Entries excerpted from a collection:
━━━━

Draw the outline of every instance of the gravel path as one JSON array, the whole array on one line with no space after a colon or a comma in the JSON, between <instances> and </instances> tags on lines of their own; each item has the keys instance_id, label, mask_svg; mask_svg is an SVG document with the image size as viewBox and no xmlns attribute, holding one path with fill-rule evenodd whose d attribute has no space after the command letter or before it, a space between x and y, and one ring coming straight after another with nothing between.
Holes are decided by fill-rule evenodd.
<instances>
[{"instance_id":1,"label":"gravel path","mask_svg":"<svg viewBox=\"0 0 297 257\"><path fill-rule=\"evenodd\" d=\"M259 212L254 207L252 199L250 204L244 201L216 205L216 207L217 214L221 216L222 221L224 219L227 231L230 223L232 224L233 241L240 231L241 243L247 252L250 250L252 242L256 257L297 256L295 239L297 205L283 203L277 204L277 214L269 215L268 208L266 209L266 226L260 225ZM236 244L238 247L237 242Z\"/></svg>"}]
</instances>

━━━━

▸ Requirements: Gather each line from the entries above that contains the word "decided" and copy those lines in full.

▸ Answer to this exercise:
Holes are decided by fill-rule evenodd.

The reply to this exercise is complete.